**Exercise brief:** Both the line containing "background listed here." and the last line of the listing are included: write out exactly the lines from one to the other.

**Entries supplied:**

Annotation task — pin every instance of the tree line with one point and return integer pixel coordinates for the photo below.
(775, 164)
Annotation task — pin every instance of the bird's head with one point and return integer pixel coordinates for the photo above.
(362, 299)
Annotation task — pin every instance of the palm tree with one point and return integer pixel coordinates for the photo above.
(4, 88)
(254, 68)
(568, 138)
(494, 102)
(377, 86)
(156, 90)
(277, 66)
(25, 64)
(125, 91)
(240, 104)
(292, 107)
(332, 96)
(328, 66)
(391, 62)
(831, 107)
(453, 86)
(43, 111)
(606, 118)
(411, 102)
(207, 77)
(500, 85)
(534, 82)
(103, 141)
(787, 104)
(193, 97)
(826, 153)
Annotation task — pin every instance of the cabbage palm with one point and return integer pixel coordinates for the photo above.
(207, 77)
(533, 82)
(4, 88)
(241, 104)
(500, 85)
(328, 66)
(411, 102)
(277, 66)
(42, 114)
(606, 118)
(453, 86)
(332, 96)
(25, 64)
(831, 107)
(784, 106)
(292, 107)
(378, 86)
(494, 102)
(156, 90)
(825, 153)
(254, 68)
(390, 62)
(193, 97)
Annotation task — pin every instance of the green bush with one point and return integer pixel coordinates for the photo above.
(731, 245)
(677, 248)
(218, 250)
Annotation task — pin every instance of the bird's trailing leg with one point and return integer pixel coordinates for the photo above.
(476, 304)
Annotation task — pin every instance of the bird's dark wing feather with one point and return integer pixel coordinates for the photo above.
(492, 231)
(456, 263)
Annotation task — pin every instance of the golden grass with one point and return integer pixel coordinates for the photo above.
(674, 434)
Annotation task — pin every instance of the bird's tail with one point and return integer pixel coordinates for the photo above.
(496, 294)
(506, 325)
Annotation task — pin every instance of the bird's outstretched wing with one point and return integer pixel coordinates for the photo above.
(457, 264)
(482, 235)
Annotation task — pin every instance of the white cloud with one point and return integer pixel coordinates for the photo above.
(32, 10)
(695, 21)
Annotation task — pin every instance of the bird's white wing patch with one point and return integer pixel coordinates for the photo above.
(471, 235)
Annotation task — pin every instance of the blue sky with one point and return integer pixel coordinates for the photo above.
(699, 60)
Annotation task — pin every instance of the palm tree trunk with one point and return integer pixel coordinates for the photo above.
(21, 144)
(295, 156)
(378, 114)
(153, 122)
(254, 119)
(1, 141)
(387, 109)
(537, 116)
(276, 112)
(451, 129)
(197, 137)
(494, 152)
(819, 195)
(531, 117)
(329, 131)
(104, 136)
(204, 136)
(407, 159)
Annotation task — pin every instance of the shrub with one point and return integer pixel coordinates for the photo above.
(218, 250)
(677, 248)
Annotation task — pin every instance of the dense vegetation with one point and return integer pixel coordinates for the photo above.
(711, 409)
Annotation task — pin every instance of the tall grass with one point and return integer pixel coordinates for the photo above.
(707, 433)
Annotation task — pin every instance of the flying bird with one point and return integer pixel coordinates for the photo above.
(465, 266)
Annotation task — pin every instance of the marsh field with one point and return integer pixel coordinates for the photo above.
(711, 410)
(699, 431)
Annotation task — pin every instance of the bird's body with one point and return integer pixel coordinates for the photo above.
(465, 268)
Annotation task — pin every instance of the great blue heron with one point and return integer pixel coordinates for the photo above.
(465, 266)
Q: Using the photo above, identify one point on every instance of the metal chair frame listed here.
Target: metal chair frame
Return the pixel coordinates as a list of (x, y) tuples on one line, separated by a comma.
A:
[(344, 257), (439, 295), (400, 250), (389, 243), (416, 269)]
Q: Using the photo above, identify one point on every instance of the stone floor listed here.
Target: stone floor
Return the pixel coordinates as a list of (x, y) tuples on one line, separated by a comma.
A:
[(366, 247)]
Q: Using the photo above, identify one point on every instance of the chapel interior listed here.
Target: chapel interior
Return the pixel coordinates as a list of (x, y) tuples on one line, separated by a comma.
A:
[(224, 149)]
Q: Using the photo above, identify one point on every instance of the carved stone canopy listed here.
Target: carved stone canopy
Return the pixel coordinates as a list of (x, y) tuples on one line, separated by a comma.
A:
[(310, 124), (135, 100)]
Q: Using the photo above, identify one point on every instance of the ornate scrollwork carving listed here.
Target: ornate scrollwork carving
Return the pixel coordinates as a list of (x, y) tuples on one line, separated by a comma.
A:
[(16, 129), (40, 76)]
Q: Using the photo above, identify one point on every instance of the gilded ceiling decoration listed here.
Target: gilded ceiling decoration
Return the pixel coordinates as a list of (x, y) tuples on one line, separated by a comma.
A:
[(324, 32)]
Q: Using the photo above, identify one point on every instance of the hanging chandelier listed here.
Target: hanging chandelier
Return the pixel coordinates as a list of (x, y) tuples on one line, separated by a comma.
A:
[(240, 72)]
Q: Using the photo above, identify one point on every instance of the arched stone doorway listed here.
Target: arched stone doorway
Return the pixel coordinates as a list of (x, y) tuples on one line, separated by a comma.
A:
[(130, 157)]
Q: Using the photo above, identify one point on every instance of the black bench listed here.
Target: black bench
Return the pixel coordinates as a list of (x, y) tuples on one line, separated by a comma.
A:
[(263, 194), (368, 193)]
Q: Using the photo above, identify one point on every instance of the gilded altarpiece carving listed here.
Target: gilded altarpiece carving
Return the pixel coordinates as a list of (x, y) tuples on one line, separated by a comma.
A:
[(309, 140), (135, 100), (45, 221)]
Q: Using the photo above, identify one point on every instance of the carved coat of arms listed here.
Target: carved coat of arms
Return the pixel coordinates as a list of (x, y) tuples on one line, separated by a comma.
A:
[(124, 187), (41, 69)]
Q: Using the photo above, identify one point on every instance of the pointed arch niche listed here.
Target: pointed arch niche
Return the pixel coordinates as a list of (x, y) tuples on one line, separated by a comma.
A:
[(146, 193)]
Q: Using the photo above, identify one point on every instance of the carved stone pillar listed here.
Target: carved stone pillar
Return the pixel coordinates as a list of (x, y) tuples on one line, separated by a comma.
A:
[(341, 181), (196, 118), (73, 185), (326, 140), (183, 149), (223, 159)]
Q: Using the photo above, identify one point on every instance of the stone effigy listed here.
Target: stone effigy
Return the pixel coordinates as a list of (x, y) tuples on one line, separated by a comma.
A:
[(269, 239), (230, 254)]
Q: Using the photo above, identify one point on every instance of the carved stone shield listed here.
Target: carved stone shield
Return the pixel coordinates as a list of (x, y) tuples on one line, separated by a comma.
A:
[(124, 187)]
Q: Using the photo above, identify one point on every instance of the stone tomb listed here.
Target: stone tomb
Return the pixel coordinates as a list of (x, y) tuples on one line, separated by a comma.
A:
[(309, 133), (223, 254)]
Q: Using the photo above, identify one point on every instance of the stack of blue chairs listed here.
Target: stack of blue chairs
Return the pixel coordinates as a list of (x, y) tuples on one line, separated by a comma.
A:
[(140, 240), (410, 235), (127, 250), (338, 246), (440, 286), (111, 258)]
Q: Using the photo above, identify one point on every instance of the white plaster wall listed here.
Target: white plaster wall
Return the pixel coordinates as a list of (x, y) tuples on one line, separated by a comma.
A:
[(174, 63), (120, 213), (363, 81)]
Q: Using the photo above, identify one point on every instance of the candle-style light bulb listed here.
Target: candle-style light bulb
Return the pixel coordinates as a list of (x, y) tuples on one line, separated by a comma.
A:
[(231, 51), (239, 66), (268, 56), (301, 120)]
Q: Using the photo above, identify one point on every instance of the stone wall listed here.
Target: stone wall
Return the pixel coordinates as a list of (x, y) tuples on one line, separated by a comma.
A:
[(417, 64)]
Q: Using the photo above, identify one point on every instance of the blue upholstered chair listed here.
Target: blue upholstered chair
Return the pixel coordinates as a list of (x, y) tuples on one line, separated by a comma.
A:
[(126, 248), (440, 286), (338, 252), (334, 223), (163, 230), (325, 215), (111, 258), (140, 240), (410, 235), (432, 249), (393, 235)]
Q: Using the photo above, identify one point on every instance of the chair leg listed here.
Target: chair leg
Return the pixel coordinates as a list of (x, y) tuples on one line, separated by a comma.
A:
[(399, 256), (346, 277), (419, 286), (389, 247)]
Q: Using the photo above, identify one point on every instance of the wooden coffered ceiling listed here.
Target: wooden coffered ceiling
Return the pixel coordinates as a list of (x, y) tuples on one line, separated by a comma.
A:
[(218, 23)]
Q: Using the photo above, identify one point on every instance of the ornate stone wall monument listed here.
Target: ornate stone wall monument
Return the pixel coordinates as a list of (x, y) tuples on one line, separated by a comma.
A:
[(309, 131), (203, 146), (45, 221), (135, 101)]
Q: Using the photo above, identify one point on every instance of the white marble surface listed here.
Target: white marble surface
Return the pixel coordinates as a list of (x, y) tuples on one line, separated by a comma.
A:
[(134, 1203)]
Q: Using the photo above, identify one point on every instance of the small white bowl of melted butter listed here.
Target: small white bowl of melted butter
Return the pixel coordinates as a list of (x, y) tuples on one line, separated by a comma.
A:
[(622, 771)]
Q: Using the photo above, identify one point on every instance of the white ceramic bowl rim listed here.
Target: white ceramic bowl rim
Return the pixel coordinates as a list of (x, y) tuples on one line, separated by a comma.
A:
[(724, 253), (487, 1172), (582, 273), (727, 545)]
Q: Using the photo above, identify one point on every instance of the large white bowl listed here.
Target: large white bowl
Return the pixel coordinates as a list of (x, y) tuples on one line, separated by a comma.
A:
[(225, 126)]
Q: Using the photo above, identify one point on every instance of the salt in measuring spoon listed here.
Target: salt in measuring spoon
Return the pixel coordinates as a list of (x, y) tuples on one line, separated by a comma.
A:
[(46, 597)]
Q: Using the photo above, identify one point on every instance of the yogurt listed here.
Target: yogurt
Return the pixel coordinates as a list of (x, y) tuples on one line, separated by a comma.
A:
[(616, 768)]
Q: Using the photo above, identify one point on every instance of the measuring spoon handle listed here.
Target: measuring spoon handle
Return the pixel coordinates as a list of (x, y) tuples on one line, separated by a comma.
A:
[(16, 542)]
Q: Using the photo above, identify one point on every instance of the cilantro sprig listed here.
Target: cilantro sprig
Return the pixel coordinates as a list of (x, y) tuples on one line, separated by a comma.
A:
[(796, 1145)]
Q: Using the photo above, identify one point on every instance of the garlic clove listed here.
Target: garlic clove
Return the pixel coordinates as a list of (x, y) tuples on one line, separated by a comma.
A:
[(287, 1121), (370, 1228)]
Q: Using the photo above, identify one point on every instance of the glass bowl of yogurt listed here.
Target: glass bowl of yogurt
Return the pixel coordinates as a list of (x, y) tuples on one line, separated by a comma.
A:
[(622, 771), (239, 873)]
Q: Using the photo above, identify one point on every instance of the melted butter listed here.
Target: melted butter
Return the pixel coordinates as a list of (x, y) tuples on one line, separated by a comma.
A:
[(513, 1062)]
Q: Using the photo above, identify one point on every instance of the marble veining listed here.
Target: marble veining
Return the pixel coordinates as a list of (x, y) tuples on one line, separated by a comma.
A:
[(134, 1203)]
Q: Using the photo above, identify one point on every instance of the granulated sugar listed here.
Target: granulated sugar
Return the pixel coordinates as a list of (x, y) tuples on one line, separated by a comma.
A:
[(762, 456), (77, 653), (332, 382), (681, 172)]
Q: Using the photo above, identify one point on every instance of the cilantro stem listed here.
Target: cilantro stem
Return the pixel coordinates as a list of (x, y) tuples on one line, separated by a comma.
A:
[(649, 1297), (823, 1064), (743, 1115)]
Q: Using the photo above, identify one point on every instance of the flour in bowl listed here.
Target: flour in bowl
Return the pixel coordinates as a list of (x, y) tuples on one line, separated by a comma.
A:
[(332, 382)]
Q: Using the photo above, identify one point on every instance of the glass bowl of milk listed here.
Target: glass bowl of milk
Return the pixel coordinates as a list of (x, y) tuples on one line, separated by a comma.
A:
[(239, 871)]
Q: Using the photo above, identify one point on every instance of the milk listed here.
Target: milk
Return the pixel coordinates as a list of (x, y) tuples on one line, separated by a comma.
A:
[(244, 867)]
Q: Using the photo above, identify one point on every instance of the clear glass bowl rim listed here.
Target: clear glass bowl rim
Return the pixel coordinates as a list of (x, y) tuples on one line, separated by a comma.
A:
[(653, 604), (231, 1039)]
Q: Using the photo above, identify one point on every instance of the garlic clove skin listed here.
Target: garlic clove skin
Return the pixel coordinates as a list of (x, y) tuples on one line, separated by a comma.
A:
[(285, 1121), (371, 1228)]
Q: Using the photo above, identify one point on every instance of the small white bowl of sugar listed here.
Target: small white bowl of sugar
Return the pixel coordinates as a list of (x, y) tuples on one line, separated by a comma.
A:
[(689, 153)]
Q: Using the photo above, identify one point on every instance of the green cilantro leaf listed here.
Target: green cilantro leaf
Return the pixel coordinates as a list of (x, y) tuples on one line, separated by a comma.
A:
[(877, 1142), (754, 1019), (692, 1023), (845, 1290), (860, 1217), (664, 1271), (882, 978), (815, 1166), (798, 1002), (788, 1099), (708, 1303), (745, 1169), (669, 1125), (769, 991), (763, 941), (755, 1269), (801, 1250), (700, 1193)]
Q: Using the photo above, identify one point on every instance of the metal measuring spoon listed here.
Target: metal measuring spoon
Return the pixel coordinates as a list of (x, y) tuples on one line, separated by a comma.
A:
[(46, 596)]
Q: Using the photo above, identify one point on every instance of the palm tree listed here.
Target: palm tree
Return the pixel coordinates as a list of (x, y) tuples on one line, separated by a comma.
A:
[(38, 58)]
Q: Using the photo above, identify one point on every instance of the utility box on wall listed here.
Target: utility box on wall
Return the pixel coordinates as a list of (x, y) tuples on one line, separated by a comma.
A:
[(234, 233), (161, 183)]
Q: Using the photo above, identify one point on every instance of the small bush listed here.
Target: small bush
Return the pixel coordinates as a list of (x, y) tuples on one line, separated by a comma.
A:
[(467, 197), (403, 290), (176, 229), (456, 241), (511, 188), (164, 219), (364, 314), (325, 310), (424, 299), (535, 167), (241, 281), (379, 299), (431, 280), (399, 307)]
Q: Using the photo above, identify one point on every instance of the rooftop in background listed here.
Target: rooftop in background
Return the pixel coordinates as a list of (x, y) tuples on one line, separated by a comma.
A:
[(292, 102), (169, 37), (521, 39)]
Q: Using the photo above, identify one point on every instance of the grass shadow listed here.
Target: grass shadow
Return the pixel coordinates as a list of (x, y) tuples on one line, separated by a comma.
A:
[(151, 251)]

**Response:**
Q: Using the photo above, identify one point on every instance of the rooftop in background listed here.
Target: rooftop in background
Return the pixel coordinates as a list of (x, y) tuples on one line, separated by a comma.
A:
[(292, 102), (169, 37), (521, 39)]
Q: Using the photo above, identify one point on every instance of the grass shadow listed here.
Target: grass shadow
Return the pixel coordinates as a list of (x, y) tuples on one line, separated by a comma.
A:
[(151, 251)]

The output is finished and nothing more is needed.